*HOW TO COMPLETE THIS TASK*.
Restate the records in full, keeping every word as it is.

*ENTRIES PROVIDED*.
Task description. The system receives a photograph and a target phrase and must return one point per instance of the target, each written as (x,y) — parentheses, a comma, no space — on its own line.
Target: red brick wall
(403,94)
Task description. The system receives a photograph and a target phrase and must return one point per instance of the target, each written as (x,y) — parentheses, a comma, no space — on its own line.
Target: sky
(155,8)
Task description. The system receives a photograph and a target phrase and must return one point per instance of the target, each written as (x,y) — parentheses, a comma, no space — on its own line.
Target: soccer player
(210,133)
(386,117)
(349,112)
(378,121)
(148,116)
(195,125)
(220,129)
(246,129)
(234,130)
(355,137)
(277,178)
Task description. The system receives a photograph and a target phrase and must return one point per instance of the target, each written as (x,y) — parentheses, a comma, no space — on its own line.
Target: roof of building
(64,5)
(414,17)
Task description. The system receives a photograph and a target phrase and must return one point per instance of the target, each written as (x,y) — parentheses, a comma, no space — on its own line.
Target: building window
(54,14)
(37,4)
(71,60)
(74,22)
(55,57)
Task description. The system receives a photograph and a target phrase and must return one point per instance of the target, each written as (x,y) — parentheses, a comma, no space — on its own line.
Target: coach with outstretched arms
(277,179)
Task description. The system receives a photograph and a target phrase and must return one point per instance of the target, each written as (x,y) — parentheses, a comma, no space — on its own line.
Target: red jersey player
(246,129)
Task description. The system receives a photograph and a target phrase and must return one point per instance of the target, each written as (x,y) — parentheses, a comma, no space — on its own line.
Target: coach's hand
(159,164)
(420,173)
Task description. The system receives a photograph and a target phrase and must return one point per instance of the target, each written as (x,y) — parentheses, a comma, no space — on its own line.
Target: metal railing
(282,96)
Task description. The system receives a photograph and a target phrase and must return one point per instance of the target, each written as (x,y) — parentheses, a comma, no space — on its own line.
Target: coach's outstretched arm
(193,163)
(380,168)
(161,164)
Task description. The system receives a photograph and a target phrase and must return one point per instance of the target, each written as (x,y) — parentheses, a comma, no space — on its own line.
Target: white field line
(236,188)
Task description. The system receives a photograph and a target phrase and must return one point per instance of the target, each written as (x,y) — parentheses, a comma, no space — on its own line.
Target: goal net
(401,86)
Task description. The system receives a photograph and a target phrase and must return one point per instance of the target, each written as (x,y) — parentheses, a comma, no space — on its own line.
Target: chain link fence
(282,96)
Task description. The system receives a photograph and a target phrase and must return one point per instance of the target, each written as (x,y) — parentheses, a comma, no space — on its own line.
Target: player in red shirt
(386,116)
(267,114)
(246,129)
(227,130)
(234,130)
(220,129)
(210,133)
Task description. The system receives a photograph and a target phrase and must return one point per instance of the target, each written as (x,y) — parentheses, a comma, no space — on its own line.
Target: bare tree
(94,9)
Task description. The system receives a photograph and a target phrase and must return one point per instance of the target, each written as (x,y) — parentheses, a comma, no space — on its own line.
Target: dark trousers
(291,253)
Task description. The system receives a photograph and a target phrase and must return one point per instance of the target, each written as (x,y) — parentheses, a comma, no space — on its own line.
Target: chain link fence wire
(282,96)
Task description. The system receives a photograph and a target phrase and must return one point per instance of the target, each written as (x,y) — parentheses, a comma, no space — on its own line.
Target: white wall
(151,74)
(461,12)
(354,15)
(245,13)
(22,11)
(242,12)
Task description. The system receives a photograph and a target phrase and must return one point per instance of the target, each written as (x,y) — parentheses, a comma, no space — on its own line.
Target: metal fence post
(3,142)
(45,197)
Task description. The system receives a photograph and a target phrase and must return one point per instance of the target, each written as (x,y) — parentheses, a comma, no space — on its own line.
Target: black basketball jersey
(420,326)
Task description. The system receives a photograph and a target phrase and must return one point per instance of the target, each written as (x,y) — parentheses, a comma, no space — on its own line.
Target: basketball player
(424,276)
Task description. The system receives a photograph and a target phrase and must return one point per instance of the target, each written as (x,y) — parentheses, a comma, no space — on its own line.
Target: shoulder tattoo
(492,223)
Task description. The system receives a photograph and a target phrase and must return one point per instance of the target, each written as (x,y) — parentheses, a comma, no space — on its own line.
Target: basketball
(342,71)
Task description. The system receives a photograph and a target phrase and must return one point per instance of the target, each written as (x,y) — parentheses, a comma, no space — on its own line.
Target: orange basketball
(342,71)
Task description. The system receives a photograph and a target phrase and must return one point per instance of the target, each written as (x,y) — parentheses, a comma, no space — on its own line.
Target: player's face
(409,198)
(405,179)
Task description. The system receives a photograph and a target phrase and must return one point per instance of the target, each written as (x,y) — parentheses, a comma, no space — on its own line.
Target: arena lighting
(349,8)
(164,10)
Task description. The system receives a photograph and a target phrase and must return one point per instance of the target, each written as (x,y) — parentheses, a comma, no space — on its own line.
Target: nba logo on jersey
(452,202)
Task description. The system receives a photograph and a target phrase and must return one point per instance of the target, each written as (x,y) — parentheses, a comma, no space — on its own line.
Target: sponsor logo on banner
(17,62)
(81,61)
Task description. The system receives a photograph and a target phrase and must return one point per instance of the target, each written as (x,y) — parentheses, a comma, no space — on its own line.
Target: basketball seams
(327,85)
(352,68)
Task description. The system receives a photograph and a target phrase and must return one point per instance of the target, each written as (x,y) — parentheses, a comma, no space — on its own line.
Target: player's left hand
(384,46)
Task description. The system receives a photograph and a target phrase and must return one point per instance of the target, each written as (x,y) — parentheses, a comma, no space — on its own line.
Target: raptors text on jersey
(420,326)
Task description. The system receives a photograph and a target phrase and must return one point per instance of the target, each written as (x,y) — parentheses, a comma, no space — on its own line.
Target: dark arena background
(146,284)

*REPLY*.
Task description. The system receives a photograph and a target phrase and must return one point per instance of the target, each written as (x,y) — parentheses, a comma, no space — on its own line.
Target: red brick wall
(403,94)
Task description. The system receives a photograph and a target phrase and must return one point per instance of the target, each written as (x,y) — parentheses, a comma, no space — on its own line.
Target: sky
(155,8)
Task description. The system receives a photograph and a target phrase and must return one point per instance of the target, each written as (x,y) — parentheses, a comma, no space — on its own line.
Target: soccer player
(210,133)
(386,117)
(349,112)
(378,121)
(148,116)
(195,125)
(220,129)
(246,129)
(234,130)
(355,137)
(277,178)
Task description. The system receives a photograph and a target phrase and must return one point per instance of the target, each written as (x,y) — parentheses, a comma, no space — on its own line.
Target: roof of building
(64,5)
(414,17)
Task description. The system receives a photograph and a target phrase and must return one point per instance of the target, each written as (x,y) — parentheses, a comma, no space — on its own line.
Target: building window
(54,14)
(37,4)
(71,60)
(74,22)
(55,57)
Task description. The system receives a photograph and a target phrase and must return one point per instance of the target, each written as (x,y) — parentheses, a comma, no space — on its own line.
Target: coach with outstretched arms
(277,179)
Task description. The system receives a photograph and a target phrase and must return one point per instance of the target, each written as (x,y) — parentheses, a comma, no space — on its own line.
Target: red jersey player
(246,129)
Task description. The system receives a photograph and a target phrase and must return one point per instance of the target, each written as (x,y) — parentheses, a comma, no space — on its own line.
Target: coach's hand
(159,164)
(420,173)
Task description. The system receives a photograph and a target phrase and must return one point per instance of the target, each written as (x,y) — parentheses, a comma, no space — on its own line.
Target: metal railing
(282,96)
Task description. The system receives a photograph and a target phrase and must return one point per instance of the target, each written as (x,y) — parentheses, a comma, no space — on its own line.
Target: coach's outstretched arm
(193,163)
(380,168)
(161,164)
Task description. The system receives a photograph and a target phrase and must return one point per instance of the target, each written as (x,y) — parentheses, a comma, no space — on its own line.
Target: white field line
(236,188)
Task description. The system receives a photograph and a target phrase and must return one point per instance of the target, each written as (x,y) — parentheses, a comma, no space — on its own line.
Target: goal net
(401,86)
Task description. The system receives a photograph and a target phrase and must return one point per instance of the target, each written as (x,y) — parentheses, a comma, no space — on its own line.
Target: chain link fence
(282,96)
Task description. The system receives a photograph and a target phrase and must return one point per instance of the target, each written as (x,y) — parentheses, a comma, no space — on its own line.
Target: player in red shirt
(386,116)
(267,114)
(246,129)
(227,130)
(234,130)
(220,129)
(210,133)
Task description. The system receives a photograph and a target phrase and must return one point per instance of the target, each written as (x,y) — parentheses, a comma, no space — on its own line.
Target: bare tree
(94,9)
Task description. The system receives a photograph and a target phrase and must return one point per instance of the target, each written as (x,y) — parentheses, a comma, no space — on its own line.
Target: dark trousers
(291,253)
Task description. The system receives a photograph and a target phrase and must return one point per instance of the target, each written as (x,y) — parentheses, a comma, no space — on its own line.
Target: chain link fence wire
(282,96)
Task description. The system receives a photograph and a target phrase and must return one point per instance of the target, each written as (x,y) — parentheses, a comma, no space — on its own line.
Target: white wall
(151,74)
(461,12)
(354,15)
(245,13)
(22,11)
(242,12)
Task description. The system receives a photograph and a target phrase and must return one point per instance of the target, each written as (x,y) — parentheses, a comma, no space — on its own line.
Target: metal fence post
(3,142)
(45,197)
Task description. The system receives a photograph and a target phrase and must return one point per instance of the target, each written as (x,y) — parentheses, a comma, no space — on its own line.
Target: black basketball jersey
(420,326)
Task description. The system receives a photograph and a target phrase and must return one point per instance of the target, each written as (x,y) — parentheses, a comma, no space — on its own line.
Target: basketball player
(424,276)
Task description. The system receives a photograph and a target phrase and must return one point per instance of the target, each written as (x,y) — parentheses, a comma, no space — on its own line.
Target: shoulder tattoo
(492,223)
Task description. The system receives a photograph and a target phrase and must return one point per instance of the target, each written as (x,y) — parentheses, a comma, no space — on its own line.
Target: basketball
(342,71)
Task description. The system receives a photograph and a target phrase and must return one point per instance of the target, each written as (x,y) — parentheses, a comma, no space — on its own line.
Target: orange basketball
(342,71)
Task description. The system receives a photograph and a target phrase and must return one point per instance of the target, each written as (x,y) — parentheses, a comma, no space — on its own line.
Target: player's face
(409,198)
(405,179)
Task description. The system receives a photograph and a target phrase and must return one point per instance of the target, each written as (x,y) — parentheses, a comma, no space — on its own line.
Target: arena lighting
(349,8)
(164,10)
Task description. The system receives a photograph and a target phrase and must return one point per instance of the target, each written as (x,y) — parentheses, a comma, no space — on its own line.
Target: nba logo on jersey
(452,202)
Task description. The system receives a photograph and a target phrase and must return one point per instance of the target, each written as (x,y) — parentheses, a comma, no space — on its own line.
Target: sponsor logo on banner
(17,62)
(81,61)
Task description. The system receives a photograph and a target phrase and must return one point per instance of the target, each written as (x,y) — parentheses, a comma, no space — on its own line.
Target: basketball seams
(327,85)
(352,68)
Task description. The system receives a photograph and a target phrase and must return one point per instance of the target, each written as (x,y) — parentheses, a comma, no space — on its own line.
Target: player's left hand
(384,46)
Task description. The system receives a photograph and a target phrase and must return one point per instance of the target, each written as (x,y) — parentheses, a comma, no space — on its own line.
Target: raptors text on jersey
(420,326)
Task description. The system receives a photograph and a target phrase and must return one point per instance of the target, each written as (x,y) — parentheses, a comma, no space — on its own line.
Target: dark arena background
(146,284)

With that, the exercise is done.